=== Texte de lecture ===
La villa Romana del Casale ne se trouvait qu’à un kilomètre de l’auberge où nous avions déjeuné. Pourquoi l’hôtel ne nous avait-il pas dit qu’on y aurait trouvé une cafeteria ? Il est probable qu’il avait jugé plus sensé de nous diriger vers un collègue agrotouriste.
Le parking de très grande taille nous renseigna aussitôt sur la notoriété du site.
Sur une colline boisée, une rampe empierrée nous conduisit jusqu’au péristyle de l’entrée. La fouille était recouverte d’une immense verrière. Nous avons déambulé sur un réseau de passerelles au-dessus d’une incroyable profusion de mosaïques, la plus importante surface connue, dans une trentaine de salles. 35 000 m2. Elles avaient été protégées par un glissement de terrain et redécouvertes au début du 19e siècle. Une déambulation dans la vie de l’époque, ses activités agricoles ou culturelles, ses légendes, scènes de chasses dont des chasses au lion, à l’éléphant, jeux du cirque, scènes érotiques, dans un état de conservation véritablement prodigieux.
Le mystère demeure sur le propriétaire et commanditaire de cet immense domaine. Peut-être Lucius Aradius Valérius Proculus, gouverneur de la Sicile et consul, car il avait organisé en 340 à Rome des jeux spectaculaires, ce qui pouvait expliquer les scènes de chasse en Afrique.
=== Extraits de données ===
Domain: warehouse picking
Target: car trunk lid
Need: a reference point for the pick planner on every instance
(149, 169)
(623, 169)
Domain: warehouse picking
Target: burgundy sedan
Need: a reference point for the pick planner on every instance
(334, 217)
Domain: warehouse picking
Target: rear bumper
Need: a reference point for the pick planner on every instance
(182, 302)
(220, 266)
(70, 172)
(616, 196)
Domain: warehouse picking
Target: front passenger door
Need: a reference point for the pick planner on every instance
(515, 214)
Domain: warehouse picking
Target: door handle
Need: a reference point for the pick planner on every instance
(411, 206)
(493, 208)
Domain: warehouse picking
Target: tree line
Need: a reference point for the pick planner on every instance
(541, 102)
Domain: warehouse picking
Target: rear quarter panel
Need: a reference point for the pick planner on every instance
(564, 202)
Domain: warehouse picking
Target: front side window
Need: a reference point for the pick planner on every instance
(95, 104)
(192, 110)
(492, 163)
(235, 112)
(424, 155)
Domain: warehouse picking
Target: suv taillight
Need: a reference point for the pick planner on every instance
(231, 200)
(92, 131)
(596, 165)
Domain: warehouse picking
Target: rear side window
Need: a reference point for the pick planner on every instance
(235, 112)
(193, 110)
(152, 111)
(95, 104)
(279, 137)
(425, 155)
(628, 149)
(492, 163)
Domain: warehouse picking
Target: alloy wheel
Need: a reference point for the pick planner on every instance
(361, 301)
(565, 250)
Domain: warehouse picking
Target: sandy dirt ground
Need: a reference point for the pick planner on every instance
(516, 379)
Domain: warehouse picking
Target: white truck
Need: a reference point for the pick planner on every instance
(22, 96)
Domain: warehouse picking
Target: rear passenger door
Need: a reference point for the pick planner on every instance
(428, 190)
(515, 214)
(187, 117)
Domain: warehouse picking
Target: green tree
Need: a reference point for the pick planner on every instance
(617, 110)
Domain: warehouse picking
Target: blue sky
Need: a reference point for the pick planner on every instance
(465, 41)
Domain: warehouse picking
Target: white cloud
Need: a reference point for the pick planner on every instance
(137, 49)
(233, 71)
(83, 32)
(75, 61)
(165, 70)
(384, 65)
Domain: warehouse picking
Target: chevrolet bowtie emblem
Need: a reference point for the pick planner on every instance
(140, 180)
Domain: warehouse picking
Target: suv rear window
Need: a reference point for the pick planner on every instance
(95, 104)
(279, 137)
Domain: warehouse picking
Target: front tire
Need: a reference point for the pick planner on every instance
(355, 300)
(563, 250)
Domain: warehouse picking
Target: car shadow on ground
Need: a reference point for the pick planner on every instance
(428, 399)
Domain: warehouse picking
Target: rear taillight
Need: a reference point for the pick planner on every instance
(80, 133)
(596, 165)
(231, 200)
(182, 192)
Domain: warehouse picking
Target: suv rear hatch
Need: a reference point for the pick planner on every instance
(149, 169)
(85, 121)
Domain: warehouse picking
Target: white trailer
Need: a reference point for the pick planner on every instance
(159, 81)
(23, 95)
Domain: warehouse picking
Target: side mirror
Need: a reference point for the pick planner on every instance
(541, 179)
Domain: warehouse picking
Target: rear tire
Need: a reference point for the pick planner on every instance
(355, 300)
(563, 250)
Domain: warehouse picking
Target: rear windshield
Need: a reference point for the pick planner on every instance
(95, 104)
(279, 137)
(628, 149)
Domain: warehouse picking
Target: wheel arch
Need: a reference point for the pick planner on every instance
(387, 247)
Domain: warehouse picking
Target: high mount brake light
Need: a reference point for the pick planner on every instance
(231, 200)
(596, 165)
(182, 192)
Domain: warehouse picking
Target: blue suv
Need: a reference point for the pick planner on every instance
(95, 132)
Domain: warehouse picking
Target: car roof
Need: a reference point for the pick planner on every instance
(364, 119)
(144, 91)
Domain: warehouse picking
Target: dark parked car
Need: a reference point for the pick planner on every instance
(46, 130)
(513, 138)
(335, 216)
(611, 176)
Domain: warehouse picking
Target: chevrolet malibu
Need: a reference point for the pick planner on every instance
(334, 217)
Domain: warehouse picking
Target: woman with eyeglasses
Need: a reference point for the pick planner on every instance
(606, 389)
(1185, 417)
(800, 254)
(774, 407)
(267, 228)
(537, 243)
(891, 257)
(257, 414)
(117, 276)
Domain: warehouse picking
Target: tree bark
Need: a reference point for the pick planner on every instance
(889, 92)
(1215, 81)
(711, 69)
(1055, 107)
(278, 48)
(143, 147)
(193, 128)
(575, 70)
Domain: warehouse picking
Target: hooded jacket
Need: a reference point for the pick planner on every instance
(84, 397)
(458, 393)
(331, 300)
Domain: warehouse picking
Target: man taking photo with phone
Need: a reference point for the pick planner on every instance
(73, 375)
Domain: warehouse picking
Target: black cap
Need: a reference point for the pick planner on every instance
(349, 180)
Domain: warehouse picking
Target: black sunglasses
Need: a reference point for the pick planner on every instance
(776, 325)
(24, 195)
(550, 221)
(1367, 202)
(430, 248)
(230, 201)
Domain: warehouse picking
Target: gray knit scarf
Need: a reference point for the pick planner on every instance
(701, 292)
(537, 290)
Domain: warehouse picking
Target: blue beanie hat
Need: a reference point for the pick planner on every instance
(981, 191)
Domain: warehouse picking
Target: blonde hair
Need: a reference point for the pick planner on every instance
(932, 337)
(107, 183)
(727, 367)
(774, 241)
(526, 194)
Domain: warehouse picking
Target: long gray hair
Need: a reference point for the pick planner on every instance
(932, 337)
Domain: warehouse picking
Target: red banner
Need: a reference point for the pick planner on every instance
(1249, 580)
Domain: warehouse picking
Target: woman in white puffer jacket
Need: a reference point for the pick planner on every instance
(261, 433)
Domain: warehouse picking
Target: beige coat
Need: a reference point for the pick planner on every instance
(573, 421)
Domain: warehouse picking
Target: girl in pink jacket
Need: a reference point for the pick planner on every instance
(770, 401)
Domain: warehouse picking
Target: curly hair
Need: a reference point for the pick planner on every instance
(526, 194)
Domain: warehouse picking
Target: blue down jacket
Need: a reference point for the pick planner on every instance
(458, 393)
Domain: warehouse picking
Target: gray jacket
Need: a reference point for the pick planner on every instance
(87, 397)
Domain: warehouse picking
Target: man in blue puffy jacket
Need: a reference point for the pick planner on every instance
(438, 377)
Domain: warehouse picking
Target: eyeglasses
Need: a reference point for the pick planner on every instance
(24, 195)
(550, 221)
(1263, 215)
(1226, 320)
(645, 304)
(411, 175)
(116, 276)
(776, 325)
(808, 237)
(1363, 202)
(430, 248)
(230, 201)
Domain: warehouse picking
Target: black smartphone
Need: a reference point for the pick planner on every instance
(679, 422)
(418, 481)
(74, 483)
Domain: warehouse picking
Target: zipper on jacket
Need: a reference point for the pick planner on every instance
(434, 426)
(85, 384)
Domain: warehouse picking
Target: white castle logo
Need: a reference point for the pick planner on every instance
===
**À faire:**
A: D'après le texte sur la villa Romana del Casale, qu'est-ce qui avait protégé les mosaïques ?
B: Poursuivez le texte sur la villa Romana del Casale après sa dernière phrase.
Les lignes ne sont pas nécessaires ici.

**Réponses:**
A: Un glissement de terrain.

B:
On communiait avec les activités de chacun, leur imaginaire, par delà les millénaires. Quelle étrange expérience ! Beaucoup de questions au-delà des images. Quels points communs avec nous ? Un monde débordant de dynamisme, mais comment ne pas penser aux fauves dans les arènes. Comment associer ces scènes bucoliques aux combats de gladiateurs ? Civilisation et barbarie, l’éternelle balance des humains.
Il était tard, les boutiques fermaient. Nous avons longé la cafeteria. Nous y sommes entrés avec l’idée d’y acheter de quoi dîner, en pensant à la petite table de fer du balcon de l’hôtel devant la montagne. Les plats proposés typiquement siciliens semblaient délicieux, mais pouvait-on les emporter?
Ce fut un festival de bonne volonté. On nous trouva des caissettes, des serviettes, des couverts, un grand sac. On chauffa au maximum les gratins d’aubergines et de poivrons au fromage pour la route, on nous conseilla des gâteaux. On y joignit une grande bouteille d’eau, du sel et du poivre, des couverts des serviettes. Les serveurs semblaient amusés par cette demande. À la caisse, un homme d’un certain âge, barbu et bienveillant ajouta même quatre petits gâteaux aux amandes gratuitement. On s’est quittés avec des sourires en se souhaitant une bonne soirée.
De retour à l’Arménide, le petit parking s’était rempli. Nous sommes montés dans la chambre illuminée par le soleil du soir. Après une douche bienvenue, nous avons mis le couvert sur la petite table ronde et nous avons savouré un dîner sicilien qui n’avait rien à voir avec la cuisine internationale des cafétérias de musée. D’une certaine façon, Lucullus dînait chez Lucullus.
Ensuite, nous nous sommes allongés sur le lit avec le guide vert et les explications historiques d’internet, pour vérifier que nous n’avions pas eu la berlue et que ces incroyables mosaïques attendaient elles aussi la venue de la nuit à deux kilomètres de là.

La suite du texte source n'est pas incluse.